Given problem: Reproduce verbatim the part of the text on collapsible custom Ops starting at "For example, consider" and ending at "top down order.".

Mark custom Ops as collapsible where possible
---------------------------------------------
Real world scenes contain many instances of the following op chain construct,

.. image:: AttributeSetChain.png

This can arise for a number or reasons, given the versatility of the
AttributeSet node, they are frequently used to "hotfix" scenes to ensure a
given enabling attribute is present at render time. Or, the sequence of Ops
can represent a set of logical steps to be taken during the creation of a
given node graph. However, chains of similar Ops represent both a potential
overhead and optimization opportunity for Geolib3-MT see (Place chains of
collapsible Nodes/Ops together).

Scenes may take advantage of Geolib3-MTs ability to optimize the topology of
the Op tree. Custom Ops may indicate they can be collapsed by calling
``Foundry::Katana::GeolibSetupInterface::setOpsCollapsible()``. This function
takes an ``FnAttribute::StringAttribute`` as parameter, whose value indicates
the name of the attribute to which the collapsed Ops' arguments will be passed.

For example, consider the chain of four AttributeSet ops above. Geolib3-MT
will collapse this chain of Ops by gathering the Op args for each Op into a
``GroupAttribute`` called "batch", whose children contain the Op args of each
Op in the chain.

- batch
   - Op1
   - Op2
   - Op3
   - Op4

Note: the Op args are passed to the collapsed Op in top down order.

Supplied data:

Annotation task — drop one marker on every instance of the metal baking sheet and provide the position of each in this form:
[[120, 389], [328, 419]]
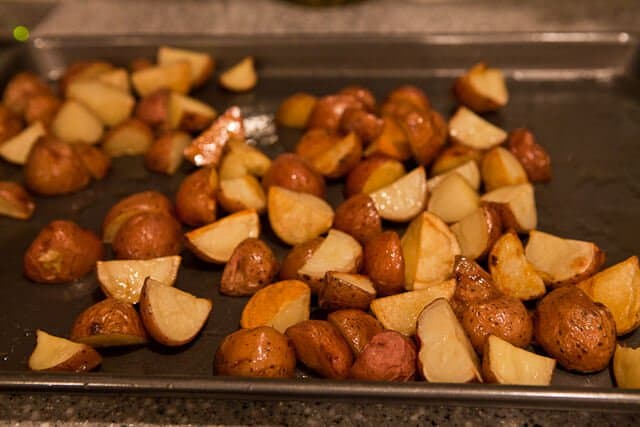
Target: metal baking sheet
[[579, 92]]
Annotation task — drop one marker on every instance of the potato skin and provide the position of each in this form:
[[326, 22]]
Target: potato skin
[[384, 263], [62, 252], [54, 168], [389, 356], [257, 352], [292, 172], [252, 266], [358, 217], [321, 347], [148, 235], [356, 326], [578, 333]]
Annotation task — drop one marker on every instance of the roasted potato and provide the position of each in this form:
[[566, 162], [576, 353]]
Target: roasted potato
[[389, 356], [148, 235], [252, 266], [257, 352], [109, 323], [62, 252], [579, 333], [321, 347]]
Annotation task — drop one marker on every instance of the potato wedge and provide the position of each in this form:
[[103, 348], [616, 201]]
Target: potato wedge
[[467, 128], [123, 279], [297, 217], [215, 242], [279, 305], [400, 312], [403, 199], [445, 353], [504, 363], [58, 354], [562, 261], [429, 249], [512, 273], [172, 317]]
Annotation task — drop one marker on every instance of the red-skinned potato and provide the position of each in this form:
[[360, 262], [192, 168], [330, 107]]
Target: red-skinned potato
[[62, 252]]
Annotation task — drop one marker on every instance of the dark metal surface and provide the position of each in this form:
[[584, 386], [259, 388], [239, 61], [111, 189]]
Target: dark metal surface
[[580, 93]]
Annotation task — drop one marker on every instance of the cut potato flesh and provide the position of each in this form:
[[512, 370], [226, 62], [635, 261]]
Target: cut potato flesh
[[618, 288], [297, 217], [123, 279], [504, 363], [403, 199], [400, 312], [512, 273], [16, 150], [467, 128], [215, 242], [445, 354], [562, 261], [429, 250]]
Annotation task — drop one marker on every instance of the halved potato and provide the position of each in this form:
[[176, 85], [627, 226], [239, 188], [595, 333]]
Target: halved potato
[[562, 261], [618, 288], [400, 312], [280, 305], [172, 317], [58, 354], [445, 354], [297, 217], [123, 279], [512, 273], [215, 242], [504, 363], [429, 250], [403, 199], [469, 129]]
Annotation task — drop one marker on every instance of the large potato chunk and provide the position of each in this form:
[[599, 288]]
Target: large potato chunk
[[429, 250], [63, 251], [257, 352], [618, 288]]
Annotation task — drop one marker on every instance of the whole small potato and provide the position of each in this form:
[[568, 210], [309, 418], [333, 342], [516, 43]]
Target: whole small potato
[[579, 333], [358, 217], [195, 199], [252, 266], [389, 356], [321, 347], [356, 326], [292, 172], [54, 167], [148, 235], [62, 252], [257, 352], [384, 263]]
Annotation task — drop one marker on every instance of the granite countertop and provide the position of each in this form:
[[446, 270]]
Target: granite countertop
[[268, 17]]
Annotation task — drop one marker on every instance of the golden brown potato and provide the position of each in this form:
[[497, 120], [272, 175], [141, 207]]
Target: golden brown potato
[[109, 323], [320, 346], [358, 217], [389, 356], [55, 168], [534, 158], [571, 328], [252, 266], [61, 252], [195, 199], [257, 352], [294, 173], [384, 263], [22, 87], [356, 326], [148, 235]]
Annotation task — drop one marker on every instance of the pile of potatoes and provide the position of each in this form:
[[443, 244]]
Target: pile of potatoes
[[470, 291]]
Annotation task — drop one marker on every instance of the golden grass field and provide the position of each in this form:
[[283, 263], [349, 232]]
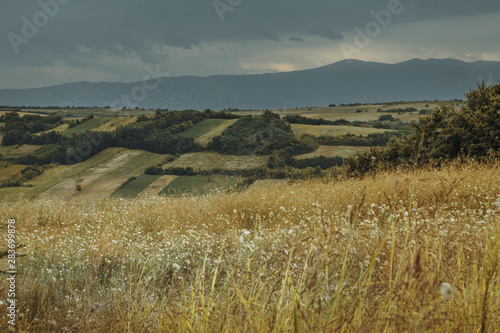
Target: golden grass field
[[333, 130], [406, 251]]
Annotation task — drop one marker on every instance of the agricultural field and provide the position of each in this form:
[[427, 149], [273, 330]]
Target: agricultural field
[[333, 130], [134, 188], [203, 128], [199, 185], [114, 123], [405, 251], [15, 151], [204, 139], [210, 160], [86, 126], [98, 176], [9, 171], [331, 151], [157, 186]]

Correct response:
For example, consider the chain of four AttributeSet ops above. Geolib3-MT
will collapse this chain of Ops by gathering the Op args for each Op into a
``GroupAttribute`` called "batch", whose children contain the Op args of each
Op in the chain.

- batch
   - Op1
   - Op2
   - Op3
   - Op4

Note: the Op args are passed to the collapsed Op in top down order.